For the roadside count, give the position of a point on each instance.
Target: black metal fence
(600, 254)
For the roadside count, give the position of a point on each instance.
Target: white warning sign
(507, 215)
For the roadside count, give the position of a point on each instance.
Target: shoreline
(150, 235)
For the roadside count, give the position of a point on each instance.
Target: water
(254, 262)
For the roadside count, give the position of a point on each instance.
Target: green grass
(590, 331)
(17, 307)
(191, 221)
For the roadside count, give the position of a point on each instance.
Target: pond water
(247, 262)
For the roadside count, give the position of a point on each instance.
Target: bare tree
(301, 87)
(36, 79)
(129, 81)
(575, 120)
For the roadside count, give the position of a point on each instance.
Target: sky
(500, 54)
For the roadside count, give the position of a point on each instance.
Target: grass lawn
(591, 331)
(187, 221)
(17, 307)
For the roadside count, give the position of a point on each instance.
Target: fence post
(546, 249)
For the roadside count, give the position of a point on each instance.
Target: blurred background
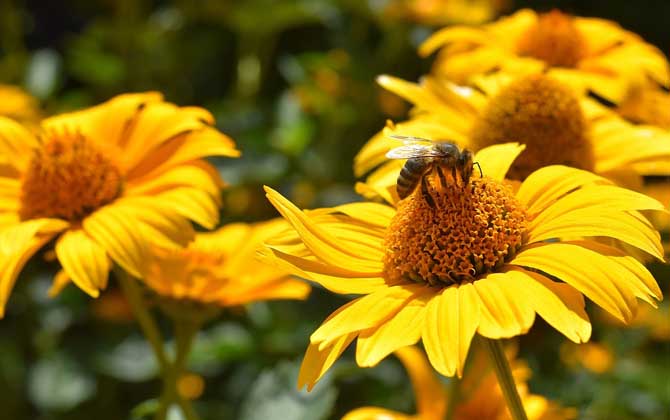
(293, 83)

────────────────

— WHAT YOU ARE ASKED TO DO —
Transcribe the material exactly, keeping every word and none of the pictures.

— YOUR RESPONSE —
For the roadside count, give the position of a point on each instance.
Target: black metal fence
(600, 254)
For the roadside count, give the position of a point on each instance.
Target: white warning sign
(507, 215)
For the roadside count, give the position of a point on each instance.
Target: shoreline
(150, 235)
For the roadside count, give the position of a point on each instance.
Target: water
(254, 262)
For the roadside count, give the position of a point on each instance.
Target: green grass
(590, 331)
(17, 307)
(191, 221)
For the roadside count, give the position of a point on each instance.
Target: pond water
(247, 262)
For the roadside count, give the position of a point on each instance.
Target: bare tree
(301, 87)
(36, 79)
(129, 81)
(575, 120)
For the roadside count, give the position of a point on each instance.
Target: sky
(500, 54)
For the roadside count, give the position of a point on each instance.
Target: grass lawn
(591, 331)
(187, 221)
(17, 307)
For the roadside count, give the position of a point on each instance.
Target: fence post
(546, 249)
For the roadside count, give the position of a point on each instance.
Target: blurred background
(293, 83)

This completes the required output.